> Extracted material
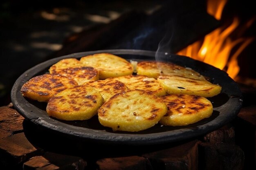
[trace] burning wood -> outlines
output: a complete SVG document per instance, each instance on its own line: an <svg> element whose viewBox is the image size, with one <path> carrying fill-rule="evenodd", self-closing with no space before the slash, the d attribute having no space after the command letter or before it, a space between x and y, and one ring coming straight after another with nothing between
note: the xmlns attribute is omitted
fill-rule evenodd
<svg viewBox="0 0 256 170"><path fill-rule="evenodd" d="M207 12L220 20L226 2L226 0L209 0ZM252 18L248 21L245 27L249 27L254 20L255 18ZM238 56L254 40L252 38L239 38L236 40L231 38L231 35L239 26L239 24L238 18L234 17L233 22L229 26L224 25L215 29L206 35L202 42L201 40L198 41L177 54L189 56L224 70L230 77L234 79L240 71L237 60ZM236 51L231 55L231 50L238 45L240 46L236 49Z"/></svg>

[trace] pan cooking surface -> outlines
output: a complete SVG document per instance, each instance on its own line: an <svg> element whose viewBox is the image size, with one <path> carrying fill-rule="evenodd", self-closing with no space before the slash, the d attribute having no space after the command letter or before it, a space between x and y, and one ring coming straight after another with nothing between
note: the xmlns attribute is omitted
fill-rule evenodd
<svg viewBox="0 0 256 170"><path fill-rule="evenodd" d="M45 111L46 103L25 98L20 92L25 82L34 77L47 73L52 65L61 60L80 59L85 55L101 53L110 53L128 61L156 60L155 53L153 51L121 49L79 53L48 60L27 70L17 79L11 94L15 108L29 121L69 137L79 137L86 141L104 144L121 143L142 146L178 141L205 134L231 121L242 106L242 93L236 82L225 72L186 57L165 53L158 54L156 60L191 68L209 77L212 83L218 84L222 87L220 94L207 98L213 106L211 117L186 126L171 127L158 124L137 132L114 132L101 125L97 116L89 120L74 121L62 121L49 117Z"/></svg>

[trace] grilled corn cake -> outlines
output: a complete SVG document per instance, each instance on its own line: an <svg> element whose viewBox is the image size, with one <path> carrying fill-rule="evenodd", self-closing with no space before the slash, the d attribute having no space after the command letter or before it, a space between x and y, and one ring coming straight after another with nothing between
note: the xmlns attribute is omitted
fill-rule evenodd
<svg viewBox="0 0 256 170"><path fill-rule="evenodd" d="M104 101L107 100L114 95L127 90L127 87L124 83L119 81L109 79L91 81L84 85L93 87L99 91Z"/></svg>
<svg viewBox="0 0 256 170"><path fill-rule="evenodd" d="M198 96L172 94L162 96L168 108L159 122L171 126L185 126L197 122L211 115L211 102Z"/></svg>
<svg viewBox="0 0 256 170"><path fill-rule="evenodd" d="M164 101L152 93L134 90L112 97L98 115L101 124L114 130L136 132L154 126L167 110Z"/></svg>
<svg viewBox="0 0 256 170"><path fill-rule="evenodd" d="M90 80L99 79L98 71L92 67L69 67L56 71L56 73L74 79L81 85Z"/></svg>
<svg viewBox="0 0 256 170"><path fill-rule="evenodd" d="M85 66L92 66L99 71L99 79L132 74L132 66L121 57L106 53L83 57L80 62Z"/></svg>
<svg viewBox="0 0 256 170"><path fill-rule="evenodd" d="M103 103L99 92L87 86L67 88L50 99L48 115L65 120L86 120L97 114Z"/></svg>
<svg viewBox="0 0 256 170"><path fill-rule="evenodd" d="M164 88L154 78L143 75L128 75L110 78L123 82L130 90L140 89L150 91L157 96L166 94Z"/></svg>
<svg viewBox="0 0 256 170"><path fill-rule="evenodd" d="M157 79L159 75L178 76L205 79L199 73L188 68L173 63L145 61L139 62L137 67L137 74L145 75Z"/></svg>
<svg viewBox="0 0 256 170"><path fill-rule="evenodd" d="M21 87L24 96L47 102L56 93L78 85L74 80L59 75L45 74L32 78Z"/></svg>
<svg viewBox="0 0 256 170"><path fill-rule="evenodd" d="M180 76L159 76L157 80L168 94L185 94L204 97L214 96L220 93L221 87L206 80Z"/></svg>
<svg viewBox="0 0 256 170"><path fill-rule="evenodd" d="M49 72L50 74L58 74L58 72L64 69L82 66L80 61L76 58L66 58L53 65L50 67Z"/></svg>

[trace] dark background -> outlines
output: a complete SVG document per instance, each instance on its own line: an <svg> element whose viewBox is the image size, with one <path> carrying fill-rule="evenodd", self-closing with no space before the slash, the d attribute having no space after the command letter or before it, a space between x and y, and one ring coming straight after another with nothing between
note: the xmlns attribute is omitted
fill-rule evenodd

> What is expected
Reproduce the entire listing above character for character, leaving out the pictures.

> Answer to the task
[trace] burning wood -> outlines
output: a complete SVG document per instance, each instance on its own line: an <svg> element whose viewBox is the image size, with one <path> carrying fill-rule="evenodd", self-closing with no space before the slash, the d attribute having no space after the command letter or before it, a space between x and y, and one ring coming straight after another with nothing between
note: the xmlns attribute is omitted
fill-rule evenodd
<svg viewBox="0 0 256 170"><path fill-rule="evenodd" d="M207 12L220 20L226 2L226 0L209 0ZM252 18L248 21L245 27L249 27L254 20L255 18ZM238 56L254 40L252 38L239 38L236 40L231 38L231 35L239 26L239 24L238 18L234 17L233 22L229 26L224 25L215 29L206 35L202 42L201 40L198 41L177 54L189 56L224 70L230 77L234 79L240 71L237 60ZM236 51L231 55L231 50L238 45L240 46L236 49Z"/></svg>

[trace] pan cooking surface -> outlines
output: a complete SVG document per instance, each instance on its own line: an <svg> element whose viewBox is the image size, with one <path> carrying fill-rule="evenodd", self-closing with no space before the slash, the d attribute having no space after the command letter or before it, a space between x and y, and one ring coming straight after another with nothing between
note: the xmlns attribute is omitted
fill-rule evenodd
<svg viewBox="0 0 256 170"><path fill-rule="evenodd" d="M45 111L46 103L25 98L20 92L25 82L34 77L47 73L52 65L61 60L80 59L85 55L101 53L110 53L128 61L156 60L155 53L153 51L121 49L79 53L48 60L27 70L17 79L11 94L15 108L29 121L69 137L79 137L86 141L104 144L121 143L142 146L178 141L205 134L231 121L242 106L242 93L236 82L225 72L186 57L165 53L158 54L156 60L191 68L209 77L212 83L218 84L222 87L220 94L207 98L213 106L211 117L186 126L171 127L158 124L137 132L114 132L101 125L97 116L89 120L74 121L62 121L49 117Z"/></svg>

[trace] grilled corn cake -> outlines
output: a complete SVG document per instance, each instance on its own line: an <svg> element whose viewBox is the image size, with one <path> carrying fill-rule="evenodd", self-closing with no space before the slash, the d attribute having no space after the command letter or before it, a space between x and y, and one ring coming straight after another with nothing between
note: the xmlns attribute is omitted
fill-rule evenodd
<svg viewBox="0 0 256 170"><path fill-rule="evenodd" d="M104 101L107 100L114 95L127 90L127 87L124 83L119 81L109 79L91 81L84 85L93 87L99 91Z"/></svg>
<svg viewBox="0 0 256 170"><path fill-rule="evenodd" d="M198 96L172 94L162 96L168 108L159 122L171 126L185 126L197 122L211 115L211 102Z"/></svg>
<svg viewBox="0 0 256 170"><path fill-rule="evenodd" d="M164 101L152 93L134 90L112 97L98 115L101 124L114 130L136 132L154 126L167 110Z"/></svg>
<svg viewBox="0 0 256 170"><path fill-rule="evenodd" d="M90 80L99 79L98 71L92 67L69 67L56 71L56 73L74 79L81 85Z"/></svg>
<svg viewBox="0 0 256 170"><path fill-rule="evenodd" d="M85 66L92 66L99 71L99 79L132 74L132 66L121 57L106 53L83 57L80 62Z"/></svg>
<svg viewBox="0 0 256 170"><path fill-rule="evenodd" d="M103 103L99 92L87 86L67 88L50 99L48 115L65 120L86 120L97 114Z"/></svg>
<svg viewBox="0 0 256 170"><path fill-rule="evenodd" d="M164 88L154 78L143 75L128 75L110 78L123 82L130 90L140 89L150 91L157 96L166 94Z"/></svg>
<svg viewBox="0 0 256 170"><path fill-rule="evenodd" d="M157 79L159 75L178 76L205 79L199 73L188 68L173 63L145 61L139 62L137 67L137 74L145 75Z"/></svg>
<svg viewBox="0 0 256 170"><path fill-rule="evenodd" d="M21 87L24 96L47 102L56 93L78 85L74 80L59 75L45 74L32 78Z"/></svg>
<svg viewBox="0 0 256 170"><path fill-rule="evenodd" d="M180 76L159 76L157 80L168 94L185 94L204 97L214 96L220 93L221 87L206 80Z"/></svg>
<svg viewBox="0 0 256 170"><path fill-rule="evenodd" d="M49 72L50 74L58 74L58 72L64 69L82 66L80 61L76 58L66 58L53 65L50 67Z"/></svg>

[trace] dark background -> outlines
output: a complete SVG document per instance, each instance on its own line: an <svg> element whose viewBox is the image size, with one <path> carrying fill-rule="evenodd", self-closing with no space before the slash, the d attribute having no space after the command letter or before it, a space between x and y, and one ring coming straight after another with nothing between
note: the xmlns attribute is omitted
fill-rule evenodd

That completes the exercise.